Referring expression data
********

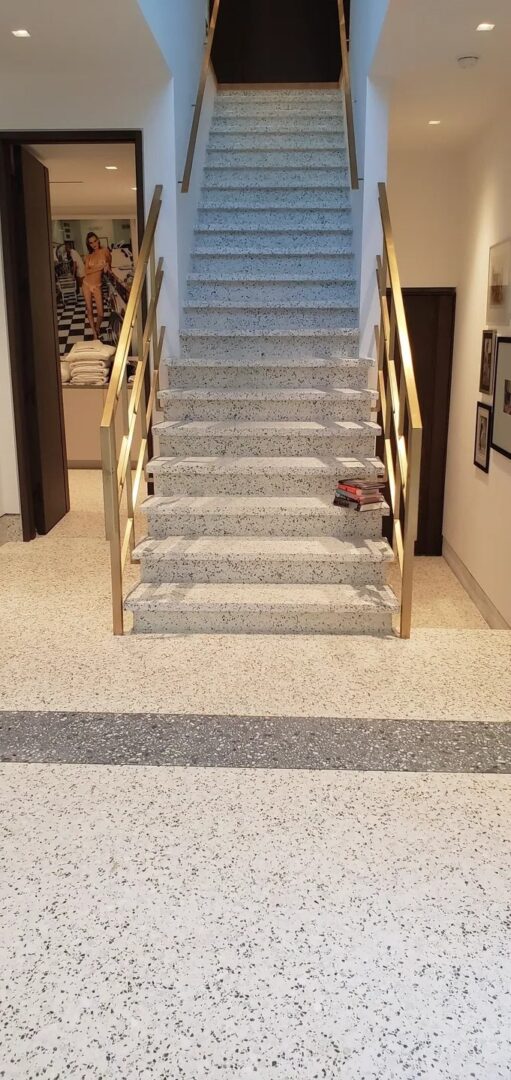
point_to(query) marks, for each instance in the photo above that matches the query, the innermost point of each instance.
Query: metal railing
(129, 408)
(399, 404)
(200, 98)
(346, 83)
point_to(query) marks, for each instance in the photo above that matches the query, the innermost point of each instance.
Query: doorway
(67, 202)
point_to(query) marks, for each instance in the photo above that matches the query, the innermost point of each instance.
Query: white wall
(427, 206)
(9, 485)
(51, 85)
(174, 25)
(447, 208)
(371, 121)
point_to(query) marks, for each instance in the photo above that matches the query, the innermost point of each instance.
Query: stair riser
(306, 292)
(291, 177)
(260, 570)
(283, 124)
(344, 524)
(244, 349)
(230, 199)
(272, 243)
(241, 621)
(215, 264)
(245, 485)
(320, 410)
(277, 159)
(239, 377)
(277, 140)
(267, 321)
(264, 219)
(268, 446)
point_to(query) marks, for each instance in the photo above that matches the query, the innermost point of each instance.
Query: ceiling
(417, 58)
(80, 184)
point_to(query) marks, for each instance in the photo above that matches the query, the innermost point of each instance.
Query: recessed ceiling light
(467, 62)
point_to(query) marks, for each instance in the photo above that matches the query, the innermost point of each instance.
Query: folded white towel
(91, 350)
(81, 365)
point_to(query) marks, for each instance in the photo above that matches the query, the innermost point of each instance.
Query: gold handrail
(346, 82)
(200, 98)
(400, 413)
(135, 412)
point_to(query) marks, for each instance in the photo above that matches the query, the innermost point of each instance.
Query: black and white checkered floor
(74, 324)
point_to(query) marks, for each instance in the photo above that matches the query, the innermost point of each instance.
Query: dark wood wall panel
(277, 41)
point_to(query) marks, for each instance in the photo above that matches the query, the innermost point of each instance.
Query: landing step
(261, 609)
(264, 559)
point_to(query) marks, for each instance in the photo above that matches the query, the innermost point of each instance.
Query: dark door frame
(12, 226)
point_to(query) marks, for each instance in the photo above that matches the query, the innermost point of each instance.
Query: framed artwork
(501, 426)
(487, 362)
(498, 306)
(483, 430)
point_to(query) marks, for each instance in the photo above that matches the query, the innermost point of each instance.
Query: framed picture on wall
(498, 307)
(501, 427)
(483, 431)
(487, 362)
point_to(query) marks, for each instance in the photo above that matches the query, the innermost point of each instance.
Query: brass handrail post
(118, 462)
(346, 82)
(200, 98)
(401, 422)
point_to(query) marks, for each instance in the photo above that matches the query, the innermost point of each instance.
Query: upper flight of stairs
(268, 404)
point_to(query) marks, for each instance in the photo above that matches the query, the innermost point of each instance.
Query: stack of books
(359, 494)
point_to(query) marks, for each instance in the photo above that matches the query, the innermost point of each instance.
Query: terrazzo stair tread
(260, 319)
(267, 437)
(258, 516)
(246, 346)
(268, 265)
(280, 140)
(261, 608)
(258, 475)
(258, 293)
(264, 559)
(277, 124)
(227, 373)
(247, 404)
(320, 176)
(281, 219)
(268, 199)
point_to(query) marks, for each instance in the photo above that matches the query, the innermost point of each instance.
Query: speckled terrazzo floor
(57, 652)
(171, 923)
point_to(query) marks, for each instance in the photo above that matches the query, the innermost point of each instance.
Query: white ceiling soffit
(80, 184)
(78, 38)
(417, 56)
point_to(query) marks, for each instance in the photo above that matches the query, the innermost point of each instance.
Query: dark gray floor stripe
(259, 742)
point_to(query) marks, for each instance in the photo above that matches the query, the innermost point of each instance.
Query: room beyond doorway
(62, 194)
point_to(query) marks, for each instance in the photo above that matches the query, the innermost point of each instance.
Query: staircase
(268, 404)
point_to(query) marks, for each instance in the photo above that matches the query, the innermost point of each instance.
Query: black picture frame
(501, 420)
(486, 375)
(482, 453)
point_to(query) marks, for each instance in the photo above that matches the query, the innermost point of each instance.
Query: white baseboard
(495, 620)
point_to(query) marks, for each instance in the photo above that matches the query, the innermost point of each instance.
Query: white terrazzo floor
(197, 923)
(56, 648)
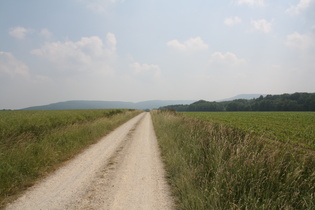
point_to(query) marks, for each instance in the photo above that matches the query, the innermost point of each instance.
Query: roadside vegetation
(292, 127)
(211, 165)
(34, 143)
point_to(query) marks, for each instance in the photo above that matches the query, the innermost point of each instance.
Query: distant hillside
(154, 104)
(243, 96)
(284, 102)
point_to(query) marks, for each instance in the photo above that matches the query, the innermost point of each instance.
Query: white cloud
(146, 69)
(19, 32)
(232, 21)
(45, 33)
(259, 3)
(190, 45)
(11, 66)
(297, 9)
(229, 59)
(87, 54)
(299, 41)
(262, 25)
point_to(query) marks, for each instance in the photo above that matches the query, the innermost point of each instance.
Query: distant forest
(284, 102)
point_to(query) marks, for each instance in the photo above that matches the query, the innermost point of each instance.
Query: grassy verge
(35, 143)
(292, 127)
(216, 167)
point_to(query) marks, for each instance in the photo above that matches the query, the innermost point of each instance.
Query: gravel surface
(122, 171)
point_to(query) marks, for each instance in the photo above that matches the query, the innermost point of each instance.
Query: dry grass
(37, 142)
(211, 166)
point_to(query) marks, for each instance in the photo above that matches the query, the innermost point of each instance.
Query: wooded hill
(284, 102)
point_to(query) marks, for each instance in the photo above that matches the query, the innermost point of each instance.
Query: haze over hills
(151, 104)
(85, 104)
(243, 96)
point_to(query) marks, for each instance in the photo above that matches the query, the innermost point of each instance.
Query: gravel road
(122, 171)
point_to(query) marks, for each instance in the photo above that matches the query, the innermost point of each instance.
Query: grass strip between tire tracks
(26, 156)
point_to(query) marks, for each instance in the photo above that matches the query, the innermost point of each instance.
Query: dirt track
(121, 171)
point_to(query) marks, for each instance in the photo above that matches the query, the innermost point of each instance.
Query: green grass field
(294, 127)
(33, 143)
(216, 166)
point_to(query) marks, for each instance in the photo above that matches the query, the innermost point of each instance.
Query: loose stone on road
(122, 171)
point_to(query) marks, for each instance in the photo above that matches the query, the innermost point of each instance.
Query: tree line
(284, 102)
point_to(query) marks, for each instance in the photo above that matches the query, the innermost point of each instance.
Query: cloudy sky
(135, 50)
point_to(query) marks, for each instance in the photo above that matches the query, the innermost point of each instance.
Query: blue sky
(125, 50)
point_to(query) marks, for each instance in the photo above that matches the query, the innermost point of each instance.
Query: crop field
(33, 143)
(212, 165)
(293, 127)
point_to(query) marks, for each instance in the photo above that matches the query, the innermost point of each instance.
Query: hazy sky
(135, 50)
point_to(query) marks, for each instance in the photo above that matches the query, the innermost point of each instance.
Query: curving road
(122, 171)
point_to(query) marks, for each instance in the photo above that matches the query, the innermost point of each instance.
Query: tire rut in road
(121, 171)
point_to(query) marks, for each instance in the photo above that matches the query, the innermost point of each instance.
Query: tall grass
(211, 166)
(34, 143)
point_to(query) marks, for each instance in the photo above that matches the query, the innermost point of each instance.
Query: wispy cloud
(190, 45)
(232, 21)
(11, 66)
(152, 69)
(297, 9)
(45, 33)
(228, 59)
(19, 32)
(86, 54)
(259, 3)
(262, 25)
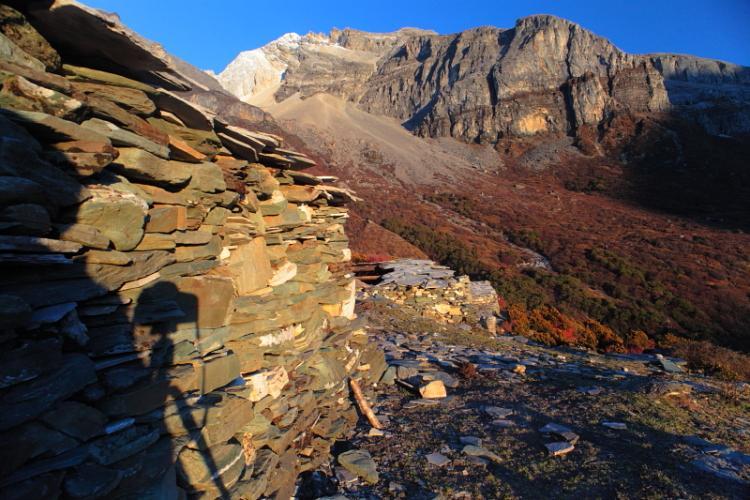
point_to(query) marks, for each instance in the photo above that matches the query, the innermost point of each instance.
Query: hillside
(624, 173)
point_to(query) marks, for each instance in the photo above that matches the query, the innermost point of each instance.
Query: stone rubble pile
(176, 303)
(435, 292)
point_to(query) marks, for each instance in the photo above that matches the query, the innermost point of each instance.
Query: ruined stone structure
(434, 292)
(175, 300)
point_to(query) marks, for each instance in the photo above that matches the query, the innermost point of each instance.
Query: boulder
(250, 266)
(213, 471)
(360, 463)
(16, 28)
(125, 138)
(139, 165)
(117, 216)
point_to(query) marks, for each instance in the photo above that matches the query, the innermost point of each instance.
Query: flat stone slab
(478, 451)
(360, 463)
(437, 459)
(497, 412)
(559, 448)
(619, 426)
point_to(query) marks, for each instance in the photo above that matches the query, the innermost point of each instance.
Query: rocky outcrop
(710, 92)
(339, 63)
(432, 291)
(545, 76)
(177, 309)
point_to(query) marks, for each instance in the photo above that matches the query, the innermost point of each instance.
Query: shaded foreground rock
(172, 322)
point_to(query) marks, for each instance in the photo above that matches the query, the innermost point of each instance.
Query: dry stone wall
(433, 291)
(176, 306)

********

WORK TO BE COMPLETED: Starting from the line that contains "Query: flat stone slab", reproduce each line of the data exactly through the last one.

EXERCISE RESPONSE:
Query: flat stone slab
(478, 451)
(360, 463)
(437, 459)
(497, 412)
(559, 448)
(619, 426)
point_to(query) marks, for each instance in the photo above that matches the query, the innermost point of each instance.
Query: rocky outcrop
(710, 92)
(339, 63)
(432, 291)
(545, 76)
(177, 309)
point_to(query) marks, for each instance in the photo above that matches the query, the innermost point of each instance.
Query: shaded foreground rock
(172, 322)
point_to(query) marks, for each instance in the photo above that matches the query, the innermost point of each instance.
Query: dry stone wall
(433, 291)
(176, 306)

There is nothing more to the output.